## Work task
Please set down every record exactly as it appears below.

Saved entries
***

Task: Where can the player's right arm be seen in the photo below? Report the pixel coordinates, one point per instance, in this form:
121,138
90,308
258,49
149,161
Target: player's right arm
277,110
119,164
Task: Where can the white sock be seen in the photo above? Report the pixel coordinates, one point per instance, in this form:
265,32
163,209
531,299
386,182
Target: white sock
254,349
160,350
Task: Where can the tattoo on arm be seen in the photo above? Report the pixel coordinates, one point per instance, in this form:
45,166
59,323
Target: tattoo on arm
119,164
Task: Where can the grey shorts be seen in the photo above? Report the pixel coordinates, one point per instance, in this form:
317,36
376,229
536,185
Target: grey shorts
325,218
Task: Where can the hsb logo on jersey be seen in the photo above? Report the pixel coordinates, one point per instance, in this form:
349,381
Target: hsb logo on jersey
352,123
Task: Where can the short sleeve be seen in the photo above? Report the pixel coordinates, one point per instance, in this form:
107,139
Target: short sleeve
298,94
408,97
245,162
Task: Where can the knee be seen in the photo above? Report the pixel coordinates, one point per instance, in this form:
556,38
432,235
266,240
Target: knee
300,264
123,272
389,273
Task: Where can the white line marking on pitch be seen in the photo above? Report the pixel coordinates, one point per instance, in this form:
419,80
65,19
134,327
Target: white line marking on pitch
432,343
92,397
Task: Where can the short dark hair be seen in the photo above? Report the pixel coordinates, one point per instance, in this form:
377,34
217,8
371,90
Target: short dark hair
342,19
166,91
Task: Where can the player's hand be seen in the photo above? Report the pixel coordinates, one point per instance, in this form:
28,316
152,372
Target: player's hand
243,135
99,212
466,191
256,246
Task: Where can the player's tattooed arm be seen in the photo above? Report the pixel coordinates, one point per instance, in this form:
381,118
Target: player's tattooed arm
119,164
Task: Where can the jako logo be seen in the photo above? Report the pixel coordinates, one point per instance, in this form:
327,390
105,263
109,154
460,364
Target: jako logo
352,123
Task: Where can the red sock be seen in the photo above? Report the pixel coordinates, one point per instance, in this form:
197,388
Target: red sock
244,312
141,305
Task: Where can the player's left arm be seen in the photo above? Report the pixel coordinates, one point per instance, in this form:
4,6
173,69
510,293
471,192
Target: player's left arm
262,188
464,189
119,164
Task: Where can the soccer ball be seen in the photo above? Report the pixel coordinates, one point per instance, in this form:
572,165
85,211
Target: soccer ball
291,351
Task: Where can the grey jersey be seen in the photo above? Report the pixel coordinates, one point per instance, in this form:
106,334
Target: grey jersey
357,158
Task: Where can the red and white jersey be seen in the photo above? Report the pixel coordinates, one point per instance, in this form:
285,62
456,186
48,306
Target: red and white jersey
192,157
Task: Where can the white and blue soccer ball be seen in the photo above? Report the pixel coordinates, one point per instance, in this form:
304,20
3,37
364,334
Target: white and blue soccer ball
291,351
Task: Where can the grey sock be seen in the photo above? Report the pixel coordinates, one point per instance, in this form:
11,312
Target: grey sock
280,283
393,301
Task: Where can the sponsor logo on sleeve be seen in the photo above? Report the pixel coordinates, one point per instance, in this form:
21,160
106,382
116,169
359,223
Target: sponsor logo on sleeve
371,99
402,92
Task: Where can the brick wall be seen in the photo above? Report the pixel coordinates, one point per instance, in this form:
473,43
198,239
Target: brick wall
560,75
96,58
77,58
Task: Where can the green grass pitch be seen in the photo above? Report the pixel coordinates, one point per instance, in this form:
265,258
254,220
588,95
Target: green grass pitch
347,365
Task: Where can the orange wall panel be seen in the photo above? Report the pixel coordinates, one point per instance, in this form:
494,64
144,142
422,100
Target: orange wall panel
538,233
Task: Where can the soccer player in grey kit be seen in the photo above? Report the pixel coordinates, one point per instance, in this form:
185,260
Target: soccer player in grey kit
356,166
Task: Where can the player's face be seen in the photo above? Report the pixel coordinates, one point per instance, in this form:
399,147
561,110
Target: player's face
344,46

***

## Answer area
Task: Where can the player's right arm be seen in the photo below? Report the pixel coordinates, one point per instance, in this form:
121,138
90,308
258,49
149,161
Target: player's right arm
277,110
119,164
Task: Where can the white sock be seen in the photo above? Report the pixel coordinates, one point per instance, in this form:
265,32
163,209
531,299
386,182
Target: white sock
254,349
160,350
Task: Where can the tattoo on arm be seen in the photo above? Report the pixel coordinates, one point per instance, in this form:
45,166
59,323
Target: tattoo on arm
119,164
Task: Where can the grey shorts be seen in the photo above? Report the pixel coordinates, one point per instance, in this form:
317,36
376,229
536,185
Target: grey shorts
325,218
Task: Where can the hsb logo on jersey be seen in the photo above? Report the pixel coordinates, one point per instance, in this form:
349,381
Target: hsb logo on jersey
352,123
Task: Where can the short sleeve be seen in the photo above? Report the pixel coordinates, one point per instance, in this form:
107,139
Target: short sleeve
298,94
408,97
245,162
Task: Where can the knee be seen in the photo above? Report the pixel coordinates, one point per instance, in this form:
556,38
432,235
266,240
Target: knee
300,264
123,272
389,273
Task: Where can the white line marking on pitch be seen in the photo above? Report the pixel coordinates, one point per instance, in this form:
419,80
65,19
134,327
Target: white line marking on pitch
432,343
92,397
Task: Where can the short dark hair be seen in the photo above? Report the pixel coordinates, one point per instance, in this form:
377,34
217,8
371,90
Target: short dark hair
342,19
166,91
Task: Where can the player's hand be seen in the photo above? Report the pixel coordinates, one point per instance, in this form:
28,316
152,372
Target: player's hand
243,135
99,212
466,191
256,246
Task: Where can the player's tattooed arm be seen in the photo above? Report the pixel coordinates, one point per instance, in this form:
381,118
Target: player's tattooed arm
119,164
Task: Where can the jako logo be seen in the photo above? Report the pixel coordinates, one point per instance, in this form:
327,390
105,263
109,154
460,364
Target: jako logo
352,123
Task: Where can the red sock be seen in the photo above? Report the pixel coordinates, one point per instance, in this form:
197,388
Target: red sock
244,312
141,305
Task: Where can the player's left arm be seen in the photo above? Report the pixel coordinates, one point per instance, in this form:
4,6
173,69
510,293
471,192
Target: player's left arm
262,188
464,189
119,164
Task: Where can the soccer ball be seen in the photo above? Report the pixel coordinates, one point per instance, in this form:
572,165
85,211
Target: soccer ball
291,351
Task: Where can the grey jersey be seen in the photo above? Report the pixel coordinates, one point per instance, in this form:
106,334
Target: grey jersey
357,158
Task: Where can the red and white jersey be seen in the photo above? Report the pixel coordinates, one point per instance, in this form:
285,62
456,186
48,306
Target: red and white jersey
192,157
Task: Where can the white and blue soccer ball be seen in the photo above? Report the pixel coordinates, one point per instance, in this form:
304,20
3,37
364,334
Target: white and blue soccer ball
291,351
Task: Where can the grey sock be seen in the photo above? Report the pixel coordinates, one point per instance, in this form:
11,312
Target: grey sock
280,283
393,301
Task: Where can the sponsor logo on sleeve be seen in the photo above? Report the pixel coordinates, one point per instance, in this form:
21,160
106,382
116,169
359,223
Target: sponsor logo on sleeve
371,99
402,92
Task: Where can the brick wall be seen in the photo above? Report the pixel coordinates, one point per instance, in this form:
473,43
198,239
Target: brick wall
560,75
96,58
77,58
Task: Where can the green grass pitch be seen in the photo above? Report the pixel coordinates, one point per instance, in this form:
265,258
254,220
588,95
Target: green grass pitch
347,365
Task: Where can the orange wall panel be seen in the photo above? Report the pixel coordinates, one point per instance, in this form:
494,64
144,142
422,100
Target: orange wall panel
538,233
Task: Where can the soccer player in grey kit be seen in the photo above? Report the pixel coordinates, one point per instance, in this form:
185,260
Target: soccer player in grey kit
356,166
Task: Where can the player's face be seen in the photo above? Report the pixel coordinates, one point per instance, in this form:
399,147
561,110
Target: player's face
344,46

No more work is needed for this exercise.